= Aim =
Repeat the items below word for word, from the first line through the line that contains "[[276, 152]]", including both of those lines. Leave the pictures out of your answer.

= Dataset entries =

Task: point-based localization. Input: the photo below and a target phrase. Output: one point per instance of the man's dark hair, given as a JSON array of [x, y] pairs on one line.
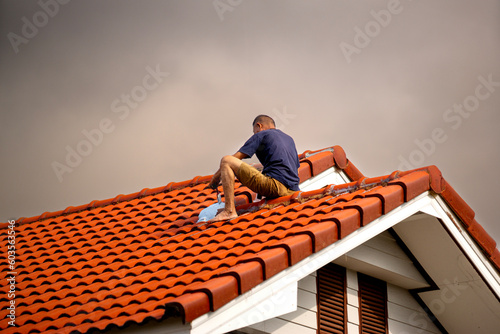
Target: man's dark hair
[[264, 119]]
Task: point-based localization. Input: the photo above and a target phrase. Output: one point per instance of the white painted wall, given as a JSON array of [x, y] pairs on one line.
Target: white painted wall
[[405, 314], [302, 321]]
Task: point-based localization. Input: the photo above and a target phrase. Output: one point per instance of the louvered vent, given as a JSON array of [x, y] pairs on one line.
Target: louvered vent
[[372, 304], [331, 280]]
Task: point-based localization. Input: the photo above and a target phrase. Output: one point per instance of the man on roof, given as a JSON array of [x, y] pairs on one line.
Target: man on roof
[[276, 152]]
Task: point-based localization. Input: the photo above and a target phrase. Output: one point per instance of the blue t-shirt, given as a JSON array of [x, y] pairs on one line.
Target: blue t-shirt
[[277, 153]]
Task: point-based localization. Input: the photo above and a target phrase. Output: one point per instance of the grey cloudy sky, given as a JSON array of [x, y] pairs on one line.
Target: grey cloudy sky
[[100, 98]]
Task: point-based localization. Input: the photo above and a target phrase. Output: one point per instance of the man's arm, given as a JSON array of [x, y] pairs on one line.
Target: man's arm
[[214, 183]]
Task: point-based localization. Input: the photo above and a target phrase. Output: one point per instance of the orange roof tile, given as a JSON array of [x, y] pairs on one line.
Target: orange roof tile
[[144, 256]]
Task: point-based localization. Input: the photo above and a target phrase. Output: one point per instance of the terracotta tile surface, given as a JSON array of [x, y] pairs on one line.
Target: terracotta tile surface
[[144, 256]]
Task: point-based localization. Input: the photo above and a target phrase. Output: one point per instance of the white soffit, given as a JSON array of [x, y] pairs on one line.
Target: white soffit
[[466, 300]]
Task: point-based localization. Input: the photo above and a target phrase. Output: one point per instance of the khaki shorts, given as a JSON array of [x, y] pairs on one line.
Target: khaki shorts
[[263, 185]]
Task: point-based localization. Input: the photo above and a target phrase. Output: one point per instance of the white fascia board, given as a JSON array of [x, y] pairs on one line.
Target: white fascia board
[[276, 293], [255, 306], [330, 176], [466, 243]]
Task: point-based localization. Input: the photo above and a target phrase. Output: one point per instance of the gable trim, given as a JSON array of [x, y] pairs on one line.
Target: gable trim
[[288, 278], [467, 245]]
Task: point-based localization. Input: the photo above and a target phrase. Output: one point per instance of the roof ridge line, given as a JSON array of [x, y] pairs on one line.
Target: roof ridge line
[[142, 193]]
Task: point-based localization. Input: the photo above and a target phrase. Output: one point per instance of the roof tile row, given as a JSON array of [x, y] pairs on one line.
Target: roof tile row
[[143, 256]]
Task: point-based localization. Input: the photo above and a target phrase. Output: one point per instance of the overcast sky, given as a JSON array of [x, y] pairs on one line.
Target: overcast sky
[[100, 98]]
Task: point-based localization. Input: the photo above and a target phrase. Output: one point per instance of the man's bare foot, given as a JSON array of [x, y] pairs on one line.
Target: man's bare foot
[[223, 216]]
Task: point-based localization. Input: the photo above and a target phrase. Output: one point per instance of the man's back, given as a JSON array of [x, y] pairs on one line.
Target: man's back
[[277, 153]]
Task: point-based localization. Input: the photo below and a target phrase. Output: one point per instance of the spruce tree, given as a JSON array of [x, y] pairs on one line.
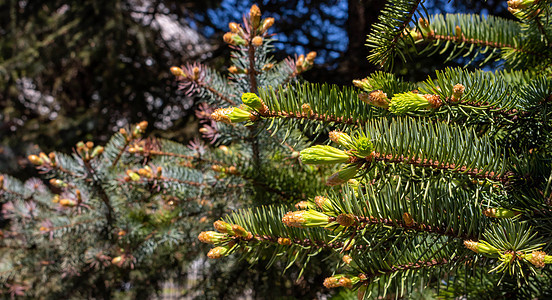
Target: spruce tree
[[397, 189]]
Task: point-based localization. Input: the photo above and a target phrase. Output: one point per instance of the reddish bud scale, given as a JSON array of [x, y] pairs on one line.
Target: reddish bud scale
[[284, 241]]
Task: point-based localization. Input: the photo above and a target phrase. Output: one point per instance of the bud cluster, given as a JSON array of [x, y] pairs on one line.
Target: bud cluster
[[361, 151], [304, 63], [87, 150], [253, 31], [306, 219], [145, 172], [254, 102], [226, 235], [341, 280], [136, 133], [231, 115], [457, 93], [43, 160], [500, 213], [375, 98], [410, 102]]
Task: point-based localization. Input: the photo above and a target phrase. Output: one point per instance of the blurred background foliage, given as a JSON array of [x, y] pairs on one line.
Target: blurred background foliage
[[72, 71]]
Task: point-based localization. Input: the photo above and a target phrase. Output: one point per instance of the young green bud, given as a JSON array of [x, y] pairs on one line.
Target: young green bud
[[253, 101], [257, 41], [133, 175], [239, 231], [233, 39], [267, 23], [218, 252], [305, 219], [234, 27], [322, 154], [458, 32], [363, 84], [255, 16], [457, 93], [413, 33], [223, 227], [343, 175], [375, 98], [67, 202], [481, 247], [346, 220], [306, 109], [363, 146], [521, 4], [35, 160], [408, 220], [232, 115], [340, 280], [268, 66], [342, 139], [176, 71], [410, 102], [284, 241], [212, 237], [57, 183], [98, 150], [310, 57], [501, 213], [324, 203], [347, 259], [538, 258], [303, 205]]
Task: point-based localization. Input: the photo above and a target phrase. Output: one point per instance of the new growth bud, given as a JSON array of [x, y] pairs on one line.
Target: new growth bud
[[343, 175], [305, 219], [457, 93], [267, 23], [239, 231], [324, 203], [67, 202], [323, 154], [346, 220], [218, 252], [176, 71], [363, 147], [340, 280], [284, 241], [375, 98], [363, 84], [347, 259], [232, 115], [306, 109], [253, 101], [411, 102], [35, 160], [408, 220], [501, 213], [255, 16], [223, 227], [304, 205], [233, 39], [234, 27], [212, 237], [481, 247], [257, 41], [341, 138]]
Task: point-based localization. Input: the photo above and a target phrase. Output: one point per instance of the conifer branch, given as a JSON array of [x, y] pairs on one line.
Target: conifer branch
[[420, 227], [217, 93], [504, 178], [367, 277]]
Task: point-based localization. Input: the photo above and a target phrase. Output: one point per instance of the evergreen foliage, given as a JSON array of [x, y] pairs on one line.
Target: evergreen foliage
[[440, 187]]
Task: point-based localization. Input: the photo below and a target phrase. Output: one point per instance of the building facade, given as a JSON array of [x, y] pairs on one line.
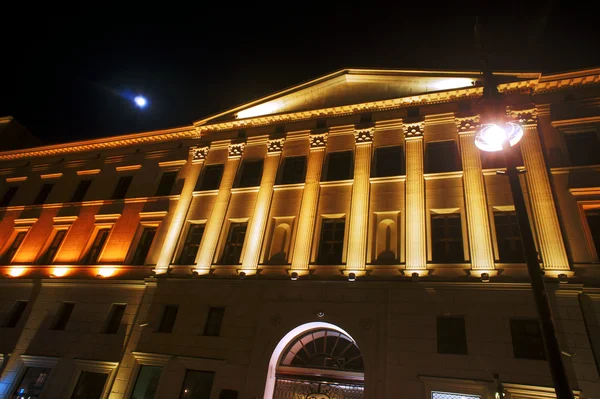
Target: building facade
[[343, 238]]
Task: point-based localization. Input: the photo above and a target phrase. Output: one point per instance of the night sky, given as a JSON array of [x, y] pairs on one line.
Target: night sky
[[65, 78]]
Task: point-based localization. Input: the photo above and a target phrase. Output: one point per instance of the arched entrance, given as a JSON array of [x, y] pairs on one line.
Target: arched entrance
[[316, 361]]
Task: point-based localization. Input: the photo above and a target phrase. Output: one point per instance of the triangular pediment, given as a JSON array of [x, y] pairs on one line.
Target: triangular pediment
[[356, 86]]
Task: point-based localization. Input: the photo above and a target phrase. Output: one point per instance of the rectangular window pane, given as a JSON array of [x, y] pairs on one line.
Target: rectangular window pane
[[43, 194], [451, 335], [167, 181], [294, 170], [146, 382], [63, 315], [446, 238], [339, 166], [508, 237], [442, 156], [211, 177], [89, 385], [122, 187], [141, 252], [527, 339], [197, 384], [8, 196], [81, 190], [114, 318], [388, 161], [214, 321], [191, 244], [32, 383], [168, 320], [331, 244], [234, 244], [15, 314]]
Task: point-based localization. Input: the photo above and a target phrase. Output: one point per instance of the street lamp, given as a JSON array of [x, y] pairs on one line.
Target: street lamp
[[496, 134]]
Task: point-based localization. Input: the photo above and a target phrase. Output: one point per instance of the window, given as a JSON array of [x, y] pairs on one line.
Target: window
[[90, 385], [508, 236], [14, 247], [141, 252], [63, 315], [452, 336], [122, 187], [250, 173], [211, 178], [527, 339], [43, 194], [197, 384], [446, 238], [48, 256], [191, 244], [388, 161], [331, 244], [93, 254], [214, 321], [293, 170], [235, 241], [81, 190], [442, 156], [8, 195], [167, 181], [583, 148], [168, 319], [339, 166], [146, 382], [114, 318], [32, 383], [15, 314]]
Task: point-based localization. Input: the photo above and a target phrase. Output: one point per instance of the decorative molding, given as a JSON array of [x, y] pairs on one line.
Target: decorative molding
[[236, 150], [275, 145], [362, 136]]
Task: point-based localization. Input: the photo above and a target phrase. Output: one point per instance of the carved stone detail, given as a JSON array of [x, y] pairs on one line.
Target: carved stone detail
[[275, 145], [413, 129], [236, 150], [364, 135], [318, 140]]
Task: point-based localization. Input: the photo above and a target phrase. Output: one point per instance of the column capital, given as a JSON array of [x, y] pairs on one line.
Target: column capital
[[468, 124], [413, 130], [236, 150], [275, 146], [526, 117], [318, 140], [362, 136]]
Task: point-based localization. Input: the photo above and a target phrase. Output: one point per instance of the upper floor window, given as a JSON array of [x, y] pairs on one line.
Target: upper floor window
[[339, 166], [388, 161], [293, 170], [442, 156], [250, 173], [167, 181], [583, 148], [43, 194], [122, 187], [211, 177]]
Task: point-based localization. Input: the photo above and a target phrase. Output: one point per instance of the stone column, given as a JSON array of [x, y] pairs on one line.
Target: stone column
[[197, 158], [480, 241], [545, 218], [359, 208], [206, 252], [416, 254], [310, 200], [258, 222]]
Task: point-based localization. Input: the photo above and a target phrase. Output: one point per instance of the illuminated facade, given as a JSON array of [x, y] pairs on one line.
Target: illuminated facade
[[342, 239]]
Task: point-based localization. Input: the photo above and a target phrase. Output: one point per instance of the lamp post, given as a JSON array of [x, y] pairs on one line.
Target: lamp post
[[500, 135]]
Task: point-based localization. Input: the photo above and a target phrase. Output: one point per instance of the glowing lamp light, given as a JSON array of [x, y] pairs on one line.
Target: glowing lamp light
[[491, 136]]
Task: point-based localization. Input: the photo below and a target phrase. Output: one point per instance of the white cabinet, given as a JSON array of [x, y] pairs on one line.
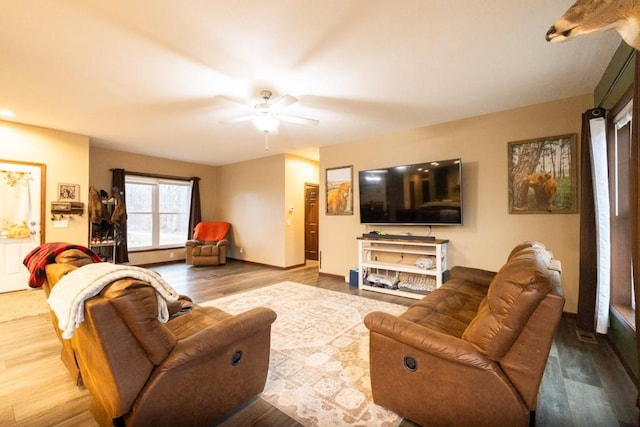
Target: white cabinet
[[404, 267]]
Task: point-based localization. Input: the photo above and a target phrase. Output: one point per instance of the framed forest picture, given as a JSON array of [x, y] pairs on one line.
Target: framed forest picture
[[543, 175]]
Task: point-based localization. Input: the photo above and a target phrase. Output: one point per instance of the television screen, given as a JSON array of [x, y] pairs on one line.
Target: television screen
[[425, 193]]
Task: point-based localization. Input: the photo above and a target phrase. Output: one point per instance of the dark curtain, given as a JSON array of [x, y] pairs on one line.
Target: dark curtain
[[635, 202], [122, 252], [195, 214], [588, 281]]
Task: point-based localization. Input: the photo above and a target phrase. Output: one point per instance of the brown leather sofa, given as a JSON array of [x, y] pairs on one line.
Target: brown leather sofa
[[209, 244], [472, 352], [192, 370]]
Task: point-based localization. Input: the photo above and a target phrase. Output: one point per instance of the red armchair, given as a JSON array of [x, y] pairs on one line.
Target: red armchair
[[209, 244]]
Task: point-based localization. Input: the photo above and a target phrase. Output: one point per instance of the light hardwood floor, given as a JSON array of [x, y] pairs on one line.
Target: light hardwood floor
[[584, 384]]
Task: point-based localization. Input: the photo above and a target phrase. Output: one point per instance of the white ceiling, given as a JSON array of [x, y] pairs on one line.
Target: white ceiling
[[154, 76]]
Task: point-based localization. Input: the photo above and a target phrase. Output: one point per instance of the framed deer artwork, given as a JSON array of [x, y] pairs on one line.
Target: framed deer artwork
[[339, 183], [543, 175]]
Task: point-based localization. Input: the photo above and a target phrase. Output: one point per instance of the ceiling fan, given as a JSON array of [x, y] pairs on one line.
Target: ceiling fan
[[266, 116]]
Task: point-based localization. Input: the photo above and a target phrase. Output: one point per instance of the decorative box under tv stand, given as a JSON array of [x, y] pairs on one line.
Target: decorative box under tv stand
[[407, 266]]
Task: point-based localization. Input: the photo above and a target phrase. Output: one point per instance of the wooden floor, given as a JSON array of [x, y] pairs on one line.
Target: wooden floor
[[584, 384]]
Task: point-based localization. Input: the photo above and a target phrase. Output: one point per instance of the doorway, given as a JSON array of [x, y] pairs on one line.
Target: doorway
[[311, 213]]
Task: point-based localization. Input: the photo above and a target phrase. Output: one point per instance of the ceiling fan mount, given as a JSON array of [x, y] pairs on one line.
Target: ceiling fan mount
[[272, 111]]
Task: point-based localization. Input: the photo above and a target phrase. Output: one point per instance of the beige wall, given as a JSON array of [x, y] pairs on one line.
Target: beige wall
[[489, 231], [251, 198], [66, 156], [102, 160], [255, 197]]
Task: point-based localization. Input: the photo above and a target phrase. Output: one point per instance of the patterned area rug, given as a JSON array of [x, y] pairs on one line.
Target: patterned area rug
[[19, 304], [319, 370]]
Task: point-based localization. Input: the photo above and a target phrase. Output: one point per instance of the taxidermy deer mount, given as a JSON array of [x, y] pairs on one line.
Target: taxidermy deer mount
[[590, 16]]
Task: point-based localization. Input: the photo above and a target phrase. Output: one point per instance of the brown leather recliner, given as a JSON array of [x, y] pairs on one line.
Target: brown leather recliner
[[191, 370], [209, 244], [472, 352]]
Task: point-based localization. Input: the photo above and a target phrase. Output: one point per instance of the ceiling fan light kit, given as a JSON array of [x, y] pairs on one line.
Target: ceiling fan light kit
[[267, 116], [266, 122]]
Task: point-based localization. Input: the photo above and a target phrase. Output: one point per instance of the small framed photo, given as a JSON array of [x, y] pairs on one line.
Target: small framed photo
[[339, 185], [68, 193], [543, 175]]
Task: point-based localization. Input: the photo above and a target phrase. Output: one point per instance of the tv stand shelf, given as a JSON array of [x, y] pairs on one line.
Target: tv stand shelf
[[404, 267]]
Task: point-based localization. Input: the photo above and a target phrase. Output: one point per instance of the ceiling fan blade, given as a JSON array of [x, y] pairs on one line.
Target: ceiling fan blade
[[298, 120], [239, 119], [283, 102]]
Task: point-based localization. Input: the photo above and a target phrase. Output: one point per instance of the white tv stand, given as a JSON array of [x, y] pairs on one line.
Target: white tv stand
[[393, 258]]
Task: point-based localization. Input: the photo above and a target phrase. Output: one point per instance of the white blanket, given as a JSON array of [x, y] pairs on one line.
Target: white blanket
[[68, 295]]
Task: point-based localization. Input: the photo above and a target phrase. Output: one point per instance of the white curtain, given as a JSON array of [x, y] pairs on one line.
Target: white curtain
[[15, 204], [603, 235]]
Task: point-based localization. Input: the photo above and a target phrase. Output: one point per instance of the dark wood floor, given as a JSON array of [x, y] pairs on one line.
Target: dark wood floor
[[584, 383]]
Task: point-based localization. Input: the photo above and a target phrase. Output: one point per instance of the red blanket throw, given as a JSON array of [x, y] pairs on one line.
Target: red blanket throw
[[45, 254]]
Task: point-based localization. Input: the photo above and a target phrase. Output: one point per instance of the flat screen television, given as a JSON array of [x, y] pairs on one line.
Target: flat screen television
[[425, 193]]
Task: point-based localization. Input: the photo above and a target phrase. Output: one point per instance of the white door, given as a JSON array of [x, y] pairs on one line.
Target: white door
[[21, 186]]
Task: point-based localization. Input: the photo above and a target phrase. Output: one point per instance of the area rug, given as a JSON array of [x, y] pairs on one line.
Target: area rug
[[19, 304], [319, 369]]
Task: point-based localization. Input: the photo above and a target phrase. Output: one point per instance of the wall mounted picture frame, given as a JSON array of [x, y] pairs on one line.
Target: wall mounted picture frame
[[339, 187], [543, 175], [68, 192]]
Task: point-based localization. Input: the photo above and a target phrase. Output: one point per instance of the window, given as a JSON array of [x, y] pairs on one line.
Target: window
[[157, 212], [622, 295]]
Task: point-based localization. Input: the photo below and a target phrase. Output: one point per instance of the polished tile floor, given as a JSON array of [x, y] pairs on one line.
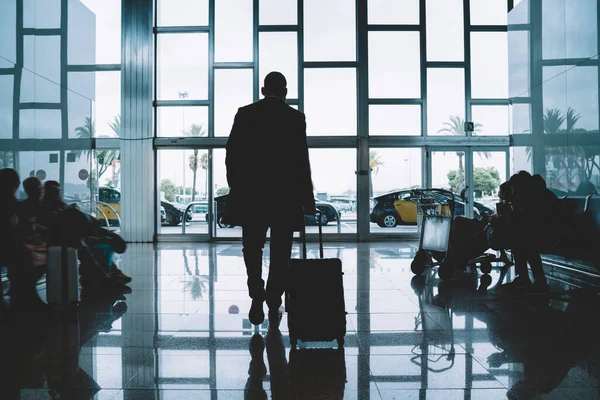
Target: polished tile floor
[[183, 333]]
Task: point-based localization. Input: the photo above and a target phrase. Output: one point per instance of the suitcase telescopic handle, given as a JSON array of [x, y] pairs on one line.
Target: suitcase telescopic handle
[[318, 217]]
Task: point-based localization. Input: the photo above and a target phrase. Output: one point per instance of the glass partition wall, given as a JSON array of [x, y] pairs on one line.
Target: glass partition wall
[[47, 98], [386, 88]]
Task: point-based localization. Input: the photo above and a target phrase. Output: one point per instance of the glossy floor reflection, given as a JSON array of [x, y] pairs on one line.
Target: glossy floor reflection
[[183, 333]]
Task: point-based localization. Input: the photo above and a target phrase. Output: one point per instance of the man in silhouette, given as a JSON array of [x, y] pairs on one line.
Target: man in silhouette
[[268, 172]]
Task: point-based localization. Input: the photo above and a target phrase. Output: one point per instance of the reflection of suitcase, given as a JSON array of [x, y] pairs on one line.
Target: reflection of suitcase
[[315, 297], [62, 283], [317, 374]]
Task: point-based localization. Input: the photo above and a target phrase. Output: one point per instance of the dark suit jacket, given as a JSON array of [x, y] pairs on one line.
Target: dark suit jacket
[[268, 168]]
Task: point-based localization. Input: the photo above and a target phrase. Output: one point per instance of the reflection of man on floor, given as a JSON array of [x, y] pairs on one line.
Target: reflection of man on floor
[[267, 150]]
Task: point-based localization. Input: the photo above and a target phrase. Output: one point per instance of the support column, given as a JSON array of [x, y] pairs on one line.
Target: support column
[[137, 157]]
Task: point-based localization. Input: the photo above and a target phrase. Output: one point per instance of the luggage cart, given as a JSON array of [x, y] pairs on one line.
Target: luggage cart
[[434, 222]]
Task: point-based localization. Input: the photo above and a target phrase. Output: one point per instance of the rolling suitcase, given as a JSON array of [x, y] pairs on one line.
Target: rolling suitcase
[[315, 297], [62, 278]]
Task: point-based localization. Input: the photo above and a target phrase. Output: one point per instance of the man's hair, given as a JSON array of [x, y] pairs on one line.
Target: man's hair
[[32, 186], [275, 82]]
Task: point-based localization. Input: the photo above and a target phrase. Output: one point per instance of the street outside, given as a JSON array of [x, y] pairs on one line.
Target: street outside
[[198, 225]]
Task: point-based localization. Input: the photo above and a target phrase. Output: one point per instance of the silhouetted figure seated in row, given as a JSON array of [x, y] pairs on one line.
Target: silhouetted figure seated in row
[[30, 227], [469, 238], [528, 222]]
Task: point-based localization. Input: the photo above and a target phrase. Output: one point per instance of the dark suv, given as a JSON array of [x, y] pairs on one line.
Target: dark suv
[[399, 208]]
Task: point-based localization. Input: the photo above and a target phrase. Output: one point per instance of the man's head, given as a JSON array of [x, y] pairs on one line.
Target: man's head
[[33, 188], [275, 85]]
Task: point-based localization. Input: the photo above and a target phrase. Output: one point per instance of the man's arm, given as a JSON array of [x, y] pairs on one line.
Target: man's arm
[[308, 199], [234, 150]]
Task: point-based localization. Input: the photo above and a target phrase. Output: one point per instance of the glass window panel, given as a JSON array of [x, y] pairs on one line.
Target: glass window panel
[[176, 185], [518, 63], [555, 99], [174, 121], [182, 12], [553, 29], [40, 124], [582, 29], [445, 40], [521, 159], [395, 120], [182, 66], [104, 88], [448, 172], [394, 70], [233, 89], [489, 65], [6, 106], [521, 118], [404, 12], [329, 30], [41, 76], [490, 120], [489, 171], [445, 100], [107, 15], [572, 168], [80, 114], [8, 22], [582, 99], [278, 51], [334, 183], [278, 12], [30, 162], [233, 30], [486, 12], [394, 171], [520, 13], [76, 190], [41, 14], [220, 186], [330, 101]]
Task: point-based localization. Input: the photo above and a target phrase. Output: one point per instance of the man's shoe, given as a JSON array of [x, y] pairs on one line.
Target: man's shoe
[[519, 284], [275, 316], [256, 314], [540, 287], [118, 275]]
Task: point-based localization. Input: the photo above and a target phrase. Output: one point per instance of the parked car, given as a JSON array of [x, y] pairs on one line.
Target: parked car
[[109, 199], [174, 213], [329, 212], [399, 208]]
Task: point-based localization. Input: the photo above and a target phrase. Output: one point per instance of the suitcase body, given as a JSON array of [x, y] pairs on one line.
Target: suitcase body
[[315, 298], [62, 278]]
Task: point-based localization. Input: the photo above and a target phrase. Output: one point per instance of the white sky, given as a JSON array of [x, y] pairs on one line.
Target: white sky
[[330, 95]]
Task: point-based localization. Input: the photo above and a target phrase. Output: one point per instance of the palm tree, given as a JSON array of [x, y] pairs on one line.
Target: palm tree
[[375, 162], [195, 130], [104, 158], [6, 159], [456, 127]]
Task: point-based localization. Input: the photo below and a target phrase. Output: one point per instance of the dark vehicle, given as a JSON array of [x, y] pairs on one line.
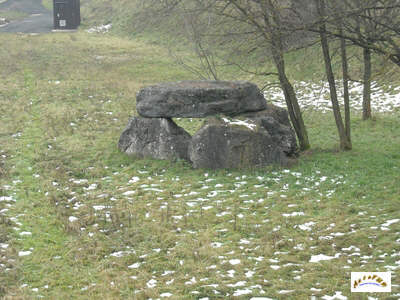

= Response to the exercise =
Task: point-based localization. Input: the photo below and a target phrase. Output: one point per instance of the man's dark hair, given as a JSON array of [x, y] pairs on one line.
Target: man's dark hair
[[264, 119]]
Task: point-based localization. Input: the photo above and a target phrase. Output: one point per instance of the white painted wall, given as a JSON array of [x, y] pairs on one line.
Target: white painted wall
[[405, 314], [302, 321]]
Task: point-based localization. Input: the photo above and a target phrase. Output: one point per instance of the louvered vent, given as a JSON array of [x, y] pairs on one line.
Target: louvered vent
[[372, 304], [331, 280]]
Task: point-based localization. Input: the photo above and a target phrase. Output: one point per instance of the man on roof, given as a JSON array of [x, y] pairs on one line.
Target: man on roof
[[276, 152]]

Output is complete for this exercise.